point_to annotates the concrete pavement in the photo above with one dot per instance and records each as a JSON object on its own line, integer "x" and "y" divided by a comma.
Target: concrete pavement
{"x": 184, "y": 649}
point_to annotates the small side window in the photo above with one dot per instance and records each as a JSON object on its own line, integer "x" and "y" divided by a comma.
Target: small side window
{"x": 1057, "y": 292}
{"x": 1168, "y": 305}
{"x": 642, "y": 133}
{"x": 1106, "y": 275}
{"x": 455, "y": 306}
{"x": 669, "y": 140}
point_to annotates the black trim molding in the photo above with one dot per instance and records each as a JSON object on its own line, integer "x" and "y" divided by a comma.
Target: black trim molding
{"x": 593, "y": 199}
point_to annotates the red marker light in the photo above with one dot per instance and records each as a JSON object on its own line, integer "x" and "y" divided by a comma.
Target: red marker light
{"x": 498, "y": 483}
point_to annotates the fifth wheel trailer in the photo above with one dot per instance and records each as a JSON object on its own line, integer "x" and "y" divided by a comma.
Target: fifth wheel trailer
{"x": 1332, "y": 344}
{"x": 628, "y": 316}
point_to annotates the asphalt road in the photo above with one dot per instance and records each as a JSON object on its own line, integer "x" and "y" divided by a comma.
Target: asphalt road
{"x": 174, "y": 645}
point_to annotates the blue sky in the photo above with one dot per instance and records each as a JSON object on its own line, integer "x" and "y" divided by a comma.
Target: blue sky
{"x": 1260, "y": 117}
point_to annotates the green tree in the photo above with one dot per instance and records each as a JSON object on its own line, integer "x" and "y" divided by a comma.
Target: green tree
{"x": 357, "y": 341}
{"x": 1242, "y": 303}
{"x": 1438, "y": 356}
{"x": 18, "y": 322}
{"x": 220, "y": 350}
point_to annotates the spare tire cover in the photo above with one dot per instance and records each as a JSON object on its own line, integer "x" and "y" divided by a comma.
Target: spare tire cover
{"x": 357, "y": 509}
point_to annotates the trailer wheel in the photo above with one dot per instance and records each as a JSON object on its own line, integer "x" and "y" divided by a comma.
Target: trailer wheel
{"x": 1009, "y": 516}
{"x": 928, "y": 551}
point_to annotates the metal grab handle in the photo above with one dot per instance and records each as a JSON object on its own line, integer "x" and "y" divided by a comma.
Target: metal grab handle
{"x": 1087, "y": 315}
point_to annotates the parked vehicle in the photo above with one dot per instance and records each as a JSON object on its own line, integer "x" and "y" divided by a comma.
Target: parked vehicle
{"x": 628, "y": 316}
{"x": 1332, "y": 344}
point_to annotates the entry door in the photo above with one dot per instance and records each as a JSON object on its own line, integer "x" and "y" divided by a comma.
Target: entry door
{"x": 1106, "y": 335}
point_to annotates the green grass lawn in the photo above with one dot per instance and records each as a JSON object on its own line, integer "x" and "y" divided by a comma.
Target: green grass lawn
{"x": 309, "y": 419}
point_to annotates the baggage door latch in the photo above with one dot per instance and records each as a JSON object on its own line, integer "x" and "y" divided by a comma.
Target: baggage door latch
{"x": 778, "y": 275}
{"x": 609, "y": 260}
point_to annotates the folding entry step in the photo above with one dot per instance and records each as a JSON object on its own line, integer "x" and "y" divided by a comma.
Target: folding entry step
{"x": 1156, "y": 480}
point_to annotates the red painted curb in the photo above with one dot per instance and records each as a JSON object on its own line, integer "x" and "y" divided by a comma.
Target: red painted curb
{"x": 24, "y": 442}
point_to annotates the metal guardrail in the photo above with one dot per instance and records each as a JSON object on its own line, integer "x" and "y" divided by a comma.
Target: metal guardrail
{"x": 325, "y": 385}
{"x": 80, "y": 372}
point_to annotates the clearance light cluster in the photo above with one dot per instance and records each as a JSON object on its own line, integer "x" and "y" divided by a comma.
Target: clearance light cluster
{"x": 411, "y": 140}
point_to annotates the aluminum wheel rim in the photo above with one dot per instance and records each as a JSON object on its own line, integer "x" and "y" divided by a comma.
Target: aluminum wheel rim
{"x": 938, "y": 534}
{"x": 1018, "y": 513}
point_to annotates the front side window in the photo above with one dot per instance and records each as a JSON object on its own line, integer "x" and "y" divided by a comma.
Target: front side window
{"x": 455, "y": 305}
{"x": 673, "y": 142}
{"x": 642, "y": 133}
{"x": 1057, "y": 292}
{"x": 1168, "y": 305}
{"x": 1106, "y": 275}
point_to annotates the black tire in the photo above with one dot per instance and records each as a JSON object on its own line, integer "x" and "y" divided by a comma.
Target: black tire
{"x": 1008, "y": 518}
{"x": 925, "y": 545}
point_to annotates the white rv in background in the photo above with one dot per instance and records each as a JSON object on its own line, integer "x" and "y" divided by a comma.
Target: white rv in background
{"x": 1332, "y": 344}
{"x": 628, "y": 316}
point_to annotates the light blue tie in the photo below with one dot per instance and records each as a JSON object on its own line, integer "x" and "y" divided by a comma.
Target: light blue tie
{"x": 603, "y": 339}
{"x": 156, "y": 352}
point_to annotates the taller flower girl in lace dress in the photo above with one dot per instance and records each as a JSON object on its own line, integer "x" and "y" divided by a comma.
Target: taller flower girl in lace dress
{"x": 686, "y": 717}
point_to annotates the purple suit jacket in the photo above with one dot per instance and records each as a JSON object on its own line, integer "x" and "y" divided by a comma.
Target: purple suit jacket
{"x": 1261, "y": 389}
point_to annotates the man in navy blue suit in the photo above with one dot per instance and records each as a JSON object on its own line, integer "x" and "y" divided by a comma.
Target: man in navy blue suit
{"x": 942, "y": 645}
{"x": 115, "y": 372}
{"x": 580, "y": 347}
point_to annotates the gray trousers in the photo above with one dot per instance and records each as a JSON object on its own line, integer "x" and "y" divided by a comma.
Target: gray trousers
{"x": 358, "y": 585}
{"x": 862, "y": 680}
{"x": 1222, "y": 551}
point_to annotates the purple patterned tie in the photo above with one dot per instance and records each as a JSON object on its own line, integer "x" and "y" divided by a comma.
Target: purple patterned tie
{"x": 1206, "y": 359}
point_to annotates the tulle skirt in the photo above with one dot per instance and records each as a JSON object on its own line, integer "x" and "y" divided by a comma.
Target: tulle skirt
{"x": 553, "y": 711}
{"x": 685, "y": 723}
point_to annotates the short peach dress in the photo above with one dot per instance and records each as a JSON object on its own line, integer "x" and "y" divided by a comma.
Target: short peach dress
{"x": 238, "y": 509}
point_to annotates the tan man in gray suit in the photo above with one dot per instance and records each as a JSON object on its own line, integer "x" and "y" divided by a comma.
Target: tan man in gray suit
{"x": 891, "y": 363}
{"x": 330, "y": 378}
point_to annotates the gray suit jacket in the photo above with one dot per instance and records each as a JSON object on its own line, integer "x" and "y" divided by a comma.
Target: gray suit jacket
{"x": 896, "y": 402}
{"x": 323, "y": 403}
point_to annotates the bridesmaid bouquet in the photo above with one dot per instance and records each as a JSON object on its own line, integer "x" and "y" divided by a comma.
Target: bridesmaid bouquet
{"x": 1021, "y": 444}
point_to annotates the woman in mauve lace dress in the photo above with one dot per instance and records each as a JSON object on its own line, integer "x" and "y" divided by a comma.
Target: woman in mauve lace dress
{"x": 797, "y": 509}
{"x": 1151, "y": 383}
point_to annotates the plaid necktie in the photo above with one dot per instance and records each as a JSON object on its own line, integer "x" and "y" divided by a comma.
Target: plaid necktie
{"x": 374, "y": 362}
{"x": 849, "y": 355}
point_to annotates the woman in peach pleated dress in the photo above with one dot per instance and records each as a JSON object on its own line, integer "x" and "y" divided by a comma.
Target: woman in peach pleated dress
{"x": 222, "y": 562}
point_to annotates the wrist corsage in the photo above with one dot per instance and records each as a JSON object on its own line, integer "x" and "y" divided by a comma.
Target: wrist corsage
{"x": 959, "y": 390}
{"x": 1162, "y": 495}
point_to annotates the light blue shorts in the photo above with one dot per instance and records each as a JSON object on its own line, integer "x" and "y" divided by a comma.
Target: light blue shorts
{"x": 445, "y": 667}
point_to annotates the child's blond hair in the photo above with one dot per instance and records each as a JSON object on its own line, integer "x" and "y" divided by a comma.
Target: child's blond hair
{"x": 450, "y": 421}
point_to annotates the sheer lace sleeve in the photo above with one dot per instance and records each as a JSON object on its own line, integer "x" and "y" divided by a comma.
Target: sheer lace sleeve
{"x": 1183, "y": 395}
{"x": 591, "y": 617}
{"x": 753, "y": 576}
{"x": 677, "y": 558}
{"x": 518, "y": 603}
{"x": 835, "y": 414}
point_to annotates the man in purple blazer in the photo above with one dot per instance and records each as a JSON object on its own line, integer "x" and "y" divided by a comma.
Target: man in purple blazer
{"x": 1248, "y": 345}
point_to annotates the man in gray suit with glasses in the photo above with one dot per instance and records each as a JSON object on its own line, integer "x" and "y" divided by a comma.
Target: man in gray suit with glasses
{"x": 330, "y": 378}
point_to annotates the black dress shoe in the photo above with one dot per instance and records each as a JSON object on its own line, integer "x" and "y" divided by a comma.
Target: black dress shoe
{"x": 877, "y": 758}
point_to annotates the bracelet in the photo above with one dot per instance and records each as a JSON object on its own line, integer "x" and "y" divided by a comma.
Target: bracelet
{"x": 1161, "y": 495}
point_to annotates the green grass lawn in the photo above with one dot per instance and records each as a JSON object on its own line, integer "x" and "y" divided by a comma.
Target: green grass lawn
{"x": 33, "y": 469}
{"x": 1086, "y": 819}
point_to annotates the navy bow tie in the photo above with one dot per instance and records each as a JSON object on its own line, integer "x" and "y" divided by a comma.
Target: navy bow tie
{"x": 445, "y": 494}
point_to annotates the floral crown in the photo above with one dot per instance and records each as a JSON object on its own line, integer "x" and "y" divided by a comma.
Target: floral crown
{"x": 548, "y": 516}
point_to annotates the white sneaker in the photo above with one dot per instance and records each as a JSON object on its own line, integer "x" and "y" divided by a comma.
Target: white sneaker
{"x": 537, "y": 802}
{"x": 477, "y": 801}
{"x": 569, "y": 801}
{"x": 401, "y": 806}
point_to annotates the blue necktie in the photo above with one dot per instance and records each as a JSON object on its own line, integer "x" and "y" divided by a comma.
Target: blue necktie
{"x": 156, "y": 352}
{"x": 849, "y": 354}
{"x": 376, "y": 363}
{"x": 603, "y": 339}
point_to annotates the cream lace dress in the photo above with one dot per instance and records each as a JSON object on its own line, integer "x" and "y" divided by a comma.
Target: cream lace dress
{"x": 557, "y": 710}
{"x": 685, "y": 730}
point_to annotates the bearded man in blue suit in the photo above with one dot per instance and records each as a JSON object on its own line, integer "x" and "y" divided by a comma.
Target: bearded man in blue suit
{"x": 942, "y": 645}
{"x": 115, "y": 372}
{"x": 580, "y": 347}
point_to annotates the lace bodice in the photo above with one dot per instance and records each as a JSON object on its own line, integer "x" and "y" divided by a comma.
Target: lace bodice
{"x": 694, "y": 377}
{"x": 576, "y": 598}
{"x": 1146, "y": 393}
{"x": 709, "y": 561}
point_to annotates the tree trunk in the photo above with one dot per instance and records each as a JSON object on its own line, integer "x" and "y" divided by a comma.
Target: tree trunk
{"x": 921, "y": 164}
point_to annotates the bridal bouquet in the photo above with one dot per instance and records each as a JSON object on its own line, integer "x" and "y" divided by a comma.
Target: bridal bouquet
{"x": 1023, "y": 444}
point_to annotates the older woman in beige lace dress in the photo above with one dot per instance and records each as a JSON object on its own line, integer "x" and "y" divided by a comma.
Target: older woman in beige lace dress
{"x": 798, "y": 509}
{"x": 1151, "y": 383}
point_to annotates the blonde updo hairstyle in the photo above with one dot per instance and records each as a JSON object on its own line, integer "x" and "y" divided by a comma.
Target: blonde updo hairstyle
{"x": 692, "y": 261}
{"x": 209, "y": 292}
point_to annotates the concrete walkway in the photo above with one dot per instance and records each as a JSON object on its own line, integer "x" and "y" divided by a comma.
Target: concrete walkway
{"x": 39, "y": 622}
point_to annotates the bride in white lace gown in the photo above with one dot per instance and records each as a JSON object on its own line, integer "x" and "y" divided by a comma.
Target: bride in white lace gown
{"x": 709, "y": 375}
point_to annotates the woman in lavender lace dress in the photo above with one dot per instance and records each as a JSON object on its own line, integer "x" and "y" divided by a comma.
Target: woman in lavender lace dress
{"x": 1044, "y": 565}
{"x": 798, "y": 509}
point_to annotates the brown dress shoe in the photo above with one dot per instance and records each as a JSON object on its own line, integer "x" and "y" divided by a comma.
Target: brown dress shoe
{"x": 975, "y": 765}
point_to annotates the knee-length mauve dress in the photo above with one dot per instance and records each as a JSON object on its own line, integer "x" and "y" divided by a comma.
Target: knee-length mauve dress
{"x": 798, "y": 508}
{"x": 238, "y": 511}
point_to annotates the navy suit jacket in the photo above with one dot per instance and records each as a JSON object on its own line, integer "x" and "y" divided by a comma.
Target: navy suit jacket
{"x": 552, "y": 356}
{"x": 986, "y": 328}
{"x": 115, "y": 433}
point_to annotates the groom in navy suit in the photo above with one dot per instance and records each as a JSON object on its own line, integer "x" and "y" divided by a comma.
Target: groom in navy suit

> [Request]:
Rewrite everything from the line containing "point_to annotates the groom" down to the end of the material, putting "charcoal suit" in place of "navy suit" and leaving all else unchanged.

> [Response for this exercise]:
point_to annotates the groom in charcoal suit in the photo above with one dot per instance and records each as a JSON object on its own line, integer "x" and "y" divided by a comma.
Target: groom in charcoal suit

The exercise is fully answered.